Goal of the exercise
Check every line of the data below for the string "wall", and copy the ones that hold it.

Supplied data

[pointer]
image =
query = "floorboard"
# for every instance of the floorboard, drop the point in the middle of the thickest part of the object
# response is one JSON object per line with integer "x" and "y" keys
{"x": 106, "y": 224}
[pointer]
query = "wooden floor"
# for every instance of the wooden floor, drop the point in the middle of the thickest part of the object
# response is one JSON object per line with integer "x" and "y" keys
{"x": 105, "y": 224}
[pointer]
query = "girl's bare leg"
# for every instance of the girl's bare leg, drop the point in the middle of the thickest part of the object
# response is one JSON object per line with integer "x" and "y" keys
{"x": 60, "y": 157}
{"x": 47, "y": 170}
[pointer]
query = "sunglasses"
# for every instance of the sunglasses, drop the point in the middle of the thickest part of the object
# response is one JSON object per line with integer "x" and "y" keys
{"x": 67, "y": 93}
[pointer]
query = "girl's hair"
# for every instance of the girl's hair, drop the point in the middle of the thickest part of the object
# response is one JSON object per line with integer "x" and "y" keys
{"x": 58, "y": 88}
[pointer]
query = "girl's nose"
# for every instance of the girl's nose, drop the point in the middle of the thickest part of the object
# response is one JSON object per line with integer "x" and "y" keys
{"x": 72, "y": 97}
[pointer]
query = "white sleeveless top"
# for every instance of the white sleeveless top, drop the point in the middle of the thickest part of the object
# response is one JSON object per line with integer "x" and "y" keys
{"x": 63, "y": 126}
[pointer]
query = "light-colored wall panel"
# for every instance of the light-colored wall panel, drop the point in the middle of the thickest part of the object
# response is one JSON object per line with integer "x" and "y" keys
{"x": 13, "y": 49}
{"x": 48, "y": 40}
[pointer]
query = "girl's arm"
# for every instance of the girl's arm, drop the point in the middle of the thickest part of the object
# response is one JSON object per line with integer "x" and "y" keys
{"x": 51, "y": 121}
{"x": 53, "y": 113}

Response
query = "light-colored wall panel"
# for every instance of the light-colored wall panel, drop the point in the middle of the thickest part of the object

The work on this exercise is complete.